- THE TASK
Rewrite the stretch of the US port fees article from "Despite these adjustments, the" through "and South America.", switching "Charterers" to "Cargo owners".

- GIVEN TEXT
Global shipping companies are rapidly repositioning fleets and restructuring services in response to new US port fees targeting Chinese-linked vessels, set to take effect on October 14, 2025. The fees, announced by the US Trade Representative (USTR), aim to counter China’s growing influence in global shipping but are already reshaping trade patterns across container, tanker, and dry bulk sectors.
The fees, applied per voyage rotation and capped at five visits per vessel annually, are structured on a tiered basis. Chinese-owned or operated vessels face an initial charge of $50 per net ton, escalating to $140 by April 2028. Non-Chinese operators using Chinese-built ships will pay $18 per net ton or $120 per container, increasing to $33 per net ton or $250 per container. For a typical COSCO container ship of 65,000 net tons and 13,000 TEU capacity, this means a bill of about $3.25 million per rotation in 2025, climbing to $9.1 million by 2028.
Container Lines Move to Limit Exposure
The most visible shift comes from the Premier Alliance partners — HMM, ONE, and Yang Ming — which are restructuring their Mediterranean Pacific South 2 (MS2) service. The service will now split into two separate routes:
- Mediterranean 2 (MD2) Service, covering ports in Asia and the Mediterranean, including Shanghai, Ningbo, Shekou, Tangier, Valencia, and Genoa.
- Gulf Pacific South 2 (GS2) Service, combining transpacific operations with Asia–Middle East–US West Coast trades.
This move allows ONE to withdraw 10 Chinese-built ships from US-bound services, directly reducing fee exposure.
Other carriers are following suit. OOCL and COSCO are planning transpacific services that bypass the US altogether, opting for direct calls in Mexico. Maersk has already pledged to avoid Chinese-built vessels on its US routes, with analysts expecting competitors to adopt the same strategy.
Despite these adjustments, the Ocean Alliance will continue to dominate global trades in 2025, deploying nearly 390 container vessels with a combined 5 million TEU capacity. Yet its heavy reliance on COSCO-owned ships leaves it exposed to the highest tier of fees.
Tanker and Bulk Trades Reposition Fleets
The new fee system is not confined to container shipping. Tanker and dry bulk operators are also adapting. Charterers are increasingly steering clear of Chinese-built tonnage on transatlantic and US trades, redirecting these vessels to Asia, Africa, and South America.
Very Large Crude Carrier (VLCC) shipments originally scheduled for China are being redirected to Southeast Asia, fragmenting established trade flows. US crude exports to China have halted completely, with the last shipment unloaded in April 2025. This diversion is already tightening tonnage availability on certain routes and reshaping freight rate structures across the sector.
Strategic Ripple Effects
The tiered fee structure is also boosting the appeal of Caribbean and Central American hubs such as Freeport, Kingston, and Panama. Because the USTR exempts vessels traveling fewer than 2,000 nautical miles from foreign ports, major carriers are weighing transshipment strategies to offset the financial impact.

- INFORMATION PROVIDED
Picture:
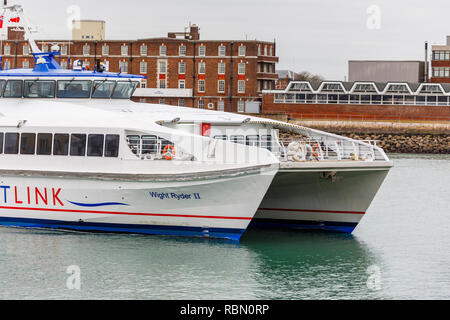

- ANSWER FOR THIS EXERCISE
Despite these adjustments, the Ocean Alliance will continue to dominate global trades in 2025, deploying nearly 390 container vessels with a combined 5 million TEU capacity. Yet its heavy reliance on COSCO-owned ships leaves it exposed to the highest tier of fees.
Tanker and Bulk Trades Reposition Fleets
The new fee system is not confined to container shipping. Tanker and dry bulk operators are also adapting. Cargo owners are increasingly steering clear of Chinese-built tonnage on transatlantic and US trades, redirecting these vessels to Asia, Africa, and South America.